─── Input rows ───

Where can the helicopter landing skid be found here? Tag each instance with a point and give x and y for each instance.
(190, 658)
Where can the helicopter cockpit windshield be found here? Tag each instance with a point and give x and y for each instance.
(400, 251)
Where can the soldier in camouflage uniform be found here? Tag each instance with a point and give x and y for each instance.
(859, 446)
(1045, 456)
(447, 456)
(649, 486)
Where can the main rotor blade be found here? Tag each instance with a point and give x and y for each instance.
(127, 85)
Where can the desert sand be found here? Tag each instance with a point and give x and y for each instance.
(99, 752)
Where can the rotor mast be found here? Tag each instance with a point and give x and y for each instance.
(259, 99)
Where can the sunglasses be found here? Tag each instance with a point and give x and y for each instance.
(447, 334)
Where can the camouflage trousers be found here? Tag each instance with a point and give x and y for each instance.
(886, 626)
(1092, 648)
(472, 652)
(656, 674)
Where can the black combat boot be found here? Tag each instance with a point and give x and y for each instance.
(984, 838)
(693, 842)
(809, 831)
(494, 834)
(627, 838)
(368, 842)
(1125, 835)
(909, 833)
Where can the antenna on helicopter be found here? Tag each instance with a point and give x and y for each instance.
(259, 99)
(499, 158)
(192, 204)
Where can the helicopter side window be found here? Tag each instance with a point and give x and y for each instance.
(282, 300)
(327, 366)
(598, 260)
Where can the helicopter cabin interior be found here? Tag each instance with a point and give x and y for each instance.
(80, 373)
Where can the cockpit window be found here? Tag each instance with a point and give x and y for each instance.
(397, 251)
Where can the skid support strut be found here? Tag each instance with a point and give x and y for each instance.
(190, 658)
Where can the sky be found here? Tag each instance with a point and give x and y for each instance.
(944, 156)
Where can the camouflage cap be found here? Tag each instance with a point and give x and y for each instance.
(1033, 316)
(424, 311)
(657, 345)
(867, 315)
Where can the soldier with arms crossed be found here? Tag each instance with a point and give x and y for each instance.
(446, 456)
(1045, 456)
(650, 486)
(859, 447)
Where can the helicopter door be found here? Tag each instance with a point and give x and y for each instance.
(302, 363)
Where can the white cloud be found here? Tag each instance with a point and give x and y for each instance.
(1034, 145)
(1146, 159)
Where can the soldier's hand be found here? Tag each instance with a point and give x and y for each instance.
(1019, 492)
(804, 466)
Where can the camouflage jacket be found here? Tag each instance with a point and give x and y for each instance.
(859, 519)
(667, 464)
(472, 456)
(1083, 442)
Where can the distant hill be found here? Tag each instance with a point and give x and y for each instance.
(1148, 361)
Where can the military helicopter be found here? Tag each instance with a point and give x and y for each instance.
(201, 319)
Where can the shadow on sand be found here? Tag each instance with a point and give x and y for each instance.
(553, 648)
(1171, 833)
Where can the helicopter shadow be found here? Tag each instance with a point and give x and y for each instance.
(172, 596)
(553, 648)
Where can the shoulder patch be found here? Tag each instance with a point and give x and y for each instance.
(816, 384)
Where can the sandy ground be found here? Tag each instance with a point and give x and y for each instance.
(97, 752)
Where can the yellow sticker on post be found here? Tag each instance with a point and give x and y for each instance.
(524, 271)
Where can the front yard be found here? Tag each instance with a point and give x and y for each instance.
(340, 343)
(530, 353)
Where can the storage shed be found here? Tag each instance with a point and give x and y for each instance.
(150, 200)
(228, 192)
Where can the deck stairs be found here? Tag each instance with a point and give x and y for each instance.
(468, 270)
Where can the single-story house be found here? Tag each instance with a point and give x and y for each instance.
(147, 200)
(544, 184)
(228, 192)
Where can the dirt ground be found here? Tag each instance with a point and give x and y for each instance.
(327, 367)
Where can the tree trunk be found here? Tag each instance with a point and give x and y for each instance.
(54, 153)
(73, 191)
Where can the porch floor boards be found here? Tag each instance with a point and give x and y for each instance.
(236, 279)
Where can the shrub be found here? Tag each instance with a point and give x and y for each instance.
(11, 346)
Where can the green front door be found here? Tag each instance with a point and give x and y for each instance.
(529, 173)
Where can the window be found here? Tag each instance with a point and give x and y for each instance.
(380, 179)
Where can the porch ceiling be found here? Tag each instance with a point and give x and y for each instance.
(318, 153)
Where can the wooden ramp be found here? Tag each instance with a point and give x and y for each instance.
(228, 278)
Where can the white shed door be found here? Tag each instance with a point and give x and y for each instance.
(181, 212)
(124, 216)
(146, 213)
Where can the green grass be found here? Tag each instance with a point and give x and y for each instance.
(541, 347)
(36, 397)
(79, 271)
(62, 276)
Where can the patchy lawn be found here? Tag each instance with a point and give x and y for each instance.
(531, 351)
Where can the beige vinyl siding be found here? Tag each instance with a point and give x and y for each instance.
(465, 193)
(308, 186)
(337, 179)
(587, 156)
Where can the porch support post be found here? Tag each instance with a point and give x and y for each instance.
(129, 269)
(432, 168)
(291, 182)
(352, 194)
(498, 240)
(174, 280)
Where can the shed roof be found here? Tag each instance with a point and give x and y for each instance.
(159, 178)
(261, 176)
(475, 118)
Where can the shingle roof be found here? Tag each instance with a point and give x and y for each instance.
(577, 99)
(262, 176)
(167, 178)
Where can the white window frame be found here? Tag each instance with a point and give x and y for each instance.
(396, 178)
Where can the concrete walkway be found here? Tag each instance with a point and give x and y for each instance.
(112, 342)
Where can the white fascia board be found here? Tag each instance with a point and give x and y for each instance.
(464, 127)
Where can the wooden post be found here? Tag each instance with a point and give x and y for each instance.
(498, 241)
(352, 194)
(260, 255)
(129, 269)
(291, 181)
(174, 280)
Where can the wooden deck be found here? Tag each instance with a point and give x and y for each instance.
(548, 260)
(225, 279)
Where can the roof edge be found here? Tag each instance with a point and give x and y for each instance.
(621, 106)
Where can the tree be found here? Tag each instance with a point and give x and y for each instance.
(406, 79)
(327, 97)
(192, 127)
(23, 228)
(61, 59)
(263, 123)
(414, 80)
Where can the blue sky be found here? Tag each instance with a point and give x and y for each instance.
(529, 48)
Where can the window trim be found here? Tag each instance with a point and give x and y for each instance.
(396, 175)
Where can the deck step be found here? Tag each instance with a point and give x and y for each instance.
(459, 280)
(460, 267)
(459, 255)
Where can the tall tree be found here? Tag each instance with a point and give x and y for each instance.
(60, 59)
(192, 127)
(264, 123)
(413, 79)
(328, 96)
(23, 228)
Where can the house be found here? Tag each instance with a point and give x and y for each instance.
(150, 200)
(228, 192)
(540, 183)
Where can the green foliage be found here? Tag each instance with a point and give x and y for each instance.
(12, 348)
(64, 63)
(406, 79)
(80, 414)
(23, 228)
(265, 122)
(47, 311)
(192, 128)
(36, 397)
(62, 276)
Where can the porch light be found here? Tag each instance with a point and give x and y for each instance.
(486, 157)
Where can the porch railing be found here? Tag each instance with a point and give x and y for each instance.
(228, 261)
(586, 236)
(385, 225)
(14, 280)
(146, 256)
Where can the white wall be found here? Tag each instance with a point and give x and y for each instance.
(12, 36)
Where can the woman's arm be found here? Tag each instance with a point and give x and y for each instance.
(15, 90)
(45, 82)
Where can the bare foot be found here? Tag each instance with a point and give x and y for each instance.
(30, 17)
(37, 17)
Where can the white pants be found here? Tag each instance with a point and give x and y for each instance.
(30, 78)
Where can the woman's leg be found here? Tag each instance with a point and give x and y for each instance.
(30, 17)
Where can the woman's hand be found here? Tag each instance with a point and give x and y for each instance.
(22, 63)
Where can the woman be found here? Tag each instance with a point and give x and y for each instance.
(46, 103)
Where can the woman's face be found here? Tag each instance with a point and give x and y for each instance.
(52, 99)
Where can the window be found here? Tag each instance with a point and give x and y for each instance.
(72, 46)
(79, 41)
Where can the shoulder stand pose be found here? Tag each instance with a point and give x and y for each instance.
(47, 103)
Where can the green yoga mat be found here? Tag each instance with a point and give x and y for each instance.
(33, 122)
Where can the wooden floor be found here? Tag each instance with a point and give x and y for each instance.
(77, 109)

───

### [Directions]
Rewrite the data from the line containing "Where can the green yoga" through the end of the data, both ends included and requests kept, with every x and y coordinate in the answers multiplied by 1.2 and rounded to a whole number (halves round up).

### [Answer to the task]
Where can the green yoga mat be found here? Tag each instance with a point and give x and y for each instance.
(40, 146)
Where can the wooden floor be found here? Tag each instance with a point and give x and y for each instance.
(92, 131)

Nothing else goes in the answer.